*** Opening of Data for processing ***

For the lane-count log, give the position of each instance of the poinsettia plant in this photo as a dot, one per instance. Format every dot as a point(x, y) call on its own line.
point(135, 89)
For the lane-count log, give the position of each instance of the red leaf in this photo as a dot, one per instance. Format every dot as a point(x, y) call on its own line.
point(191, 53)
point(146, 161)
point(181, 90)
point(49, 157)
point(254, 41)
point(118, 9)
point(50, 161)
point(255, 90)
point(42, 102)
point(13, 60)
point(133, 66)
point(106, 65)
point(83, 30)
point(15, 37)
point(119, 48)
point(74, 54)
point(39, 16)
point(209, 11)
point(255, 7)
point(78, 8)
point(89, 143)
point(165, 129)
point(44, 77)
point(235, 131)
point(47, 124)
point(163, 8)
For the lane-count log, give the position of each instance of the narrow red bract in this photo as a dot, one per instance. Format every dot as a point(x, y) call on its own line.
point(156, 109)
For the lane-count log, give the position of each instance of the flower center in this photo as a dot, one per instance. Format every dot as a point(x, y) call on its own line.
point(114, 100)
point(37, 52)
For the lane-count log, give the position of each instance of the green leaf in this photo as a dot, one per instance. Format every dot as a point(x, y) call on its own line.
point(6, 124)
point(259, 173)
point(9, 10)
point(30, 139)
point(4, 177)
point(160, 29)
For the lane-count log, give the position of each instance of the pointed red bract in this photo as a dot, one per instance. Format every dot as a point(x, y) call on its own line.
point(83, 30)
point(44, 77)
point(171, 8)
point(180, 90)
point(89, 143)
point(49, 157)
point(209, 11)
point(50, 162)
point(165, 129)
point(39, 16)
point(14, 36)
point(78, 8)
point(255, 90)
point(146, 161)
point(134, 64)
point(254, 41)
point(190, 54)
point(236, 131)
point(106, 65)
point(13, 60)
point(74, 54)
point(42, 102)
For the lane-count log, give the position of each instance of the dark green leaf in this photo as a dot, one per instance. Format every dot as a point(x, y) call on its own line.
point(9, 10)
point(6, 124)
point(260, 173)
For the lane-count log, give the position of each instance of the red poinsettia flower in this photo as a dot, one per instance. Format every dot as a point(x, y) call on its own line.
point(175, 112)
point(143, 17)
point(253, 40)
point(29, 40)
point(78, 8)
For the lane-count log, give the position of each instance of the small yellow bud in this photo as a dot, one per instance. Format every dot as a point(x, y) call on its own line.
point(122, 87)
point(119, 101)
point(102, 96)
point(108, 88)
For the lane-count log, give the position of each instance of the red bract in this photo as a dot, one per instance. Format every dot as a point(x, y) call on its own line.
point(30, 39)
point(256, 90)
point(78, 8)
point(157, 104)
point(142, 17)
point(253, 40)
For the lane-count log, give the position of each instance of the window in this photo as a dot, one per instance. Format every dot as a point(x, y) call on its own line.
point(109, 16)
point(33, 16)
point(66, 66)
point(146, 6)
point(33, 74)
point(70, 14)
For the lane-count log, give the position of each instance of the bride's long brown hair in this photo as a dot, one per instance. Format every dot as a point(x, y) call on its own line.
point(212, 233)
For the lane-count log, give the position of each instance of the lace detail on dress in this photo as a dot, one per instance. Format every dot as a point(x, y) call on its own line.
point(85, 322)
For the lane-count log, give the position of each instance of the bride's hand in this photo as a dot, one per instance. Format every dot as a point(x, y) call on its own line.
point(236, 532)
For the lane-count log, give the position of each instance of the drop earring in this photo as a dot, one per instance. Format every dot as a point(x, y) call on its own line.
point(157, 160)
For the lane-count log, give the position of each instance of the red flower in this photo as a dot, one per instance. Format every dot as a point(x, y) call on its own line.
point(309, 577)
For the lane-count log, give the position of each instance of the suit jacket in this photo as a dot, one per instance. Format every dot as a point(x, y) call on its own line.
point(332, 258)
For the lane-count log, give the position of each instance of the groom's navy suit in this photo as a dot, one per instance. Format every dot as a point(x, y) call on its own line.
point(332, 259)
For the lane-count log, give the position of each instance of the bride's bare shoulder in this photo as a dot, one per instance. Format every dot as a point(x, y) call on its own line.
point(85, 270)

*** Close of Data for processing ***

Action item:
The reply should consist of the records, reproduced exactly.

Output of the exercise:
For the lane-count log, give the position of each instance of the poinsettia plant in this photo as a dot, one per instance. Format every dot as a point(x, y) call on its own line.
point(135, 89)
For the lane-count log, give the position of each instance of the red leaf in this photo as a dot, one per instance. Format every dot as a point(x, y) call on its own line.
point(191, 53)
point(146, 161)
point(181, 90)
point(49, 157)
point(254, 41)
point(118, 9)
point(50, 161)
point(255, 90)
point(42, 102)
point(13, 60)
point(133, 66)
point(106, 65)
point(83, 30)
point(15, 37)
point(119, 48)
point(74, 54)
point(39, 16)
point(209, 11)
point(255, 7)
point(78, 8)
point(89, 143)
point(165, 129)
point(44, 77)
point(235, 131)
point(47, 124)
point(163, 8)
For the lane-count log, give the position of each instance of the narrow red bract in this photo as a dot, one per instance. Format every dot as a point(x, y) call on its own line.
point(156, 109)
For the lane-count log, give the position of each instance of the flower center in this photo as a dot, one per instance. Format every dot as a point(x, y) call on its own line.
point(114, 100)
point(37, 52)
For the lane-count log, give the position of each instance of the green leaf in this photo as a dot, one per instance. Format every dot as a point(x, y) call on its own line.
point(6, 124)
point(259, 173)
point(9, 10)
point(30, 139)
point(4, 177)
point(160, 29)
For the lane-count log, give the position of each instance of the pointed red bract in this photo as a dot, one per instance. Format every dot as a point(x, y) call on its own line.
point(83, 30)
point(44, 77)
point(171, 8)
point(180, 90)
point(89, 143)
point(49, 157)
point(209, 11)
point(50, 162)
point(165, 129)
point(39, 16)
point(14, 36)
point(78, 8)
point(255, 90)
point(146, 161)
point(134, 64)
point(254, 41)
point(190, 54)
point(236, 131)
point(106, 65)
point(13, 60)
point(74, 54)
point(42, 102)
For the lane-count log, give the position of each instance of the dark green leaf in this photo as a dot, one per instance. Format every dot as a point(x, y) call on its own line.
point(9, 10)
point(6, 124)
point(260, 173)
For the lane-count log, give the position of each instance of the red poinsettia flower in this photo as a dot, one per instance. Format every dot as a point(x, y) call on its own line.
point(175, 112)
point(143, 17)
point(253, 40)
point(29, 40)
point(78, 8)
For the lane-count log, give the position of each instance of the small yellow bud in this photo as a dot, one per instance. Format every dot as a point(x, y) call on its own line.
point(122, 87)
point(119, 101)
point(102, 96)
point(108, 88)
For the lane-count log, give the position of each instance of the red bract in this photo as a dot, one per instance. Format every dot as a point(x, y) call on its own line.
point(30, 39)
point(256, 90)
point(78, 8)
point(157, 104)
point(142, 17)
point(253, 40)
For the lane-count log, give the position of each instance of the window in this photo as a dot, one per instance. Format every dot as a point(x, y) call on its own line.
point(109, 16)
point(33, 16)
point(66, 66)
point(146, 6)
point(33, 74)
point(70, 14)
For the lane-count log, give the position of each instance of the bride's long brown hair in this photo as a dot, one per instance. Format every dot as a point(x, y) call on its own line.
point(212, 233)
For the lane-count log, give the position of each instance of the lace detail on dress in this photo as a dot, one per instance. Format every dot as a point(x, y) call on its own line.
point(85, 322)
For the lane-count log, give the position of each instance of the bride's hand in this photo as a dot, one per instance. Format every dot as a point(x, y) call on its own line.
point(236, 532)
For the lane-count log, give the position of each instance of the drop earring in this photo as a dot, one per instance. Format every dot as a point(x, y) call on its own line.
point(157, 160)
For the lane-count log, give the position of each instance of the red flower in this photo as a dot, one per instance. Format every dot as a point(x, y) call on its own line.
point(309, 577)
For the lane-count log, give the position of each instance of the suit jacket in this photo as a dot, one per instance. Format every dot as a point(x, y) call on its own line.
point(332, 258)
For the lane-count log, give the position of each instance of the groom's navy suit in this photo as a dot, one per instance. Format every dot as a point(x, y) call on its own line.
point(332, 259)
For the lane-count log, give the position of each instance of the bride's bare shoulder in this photo as a dot, one per instance. Format every dot as a point(x, y) call on its own line.
point(85, 270)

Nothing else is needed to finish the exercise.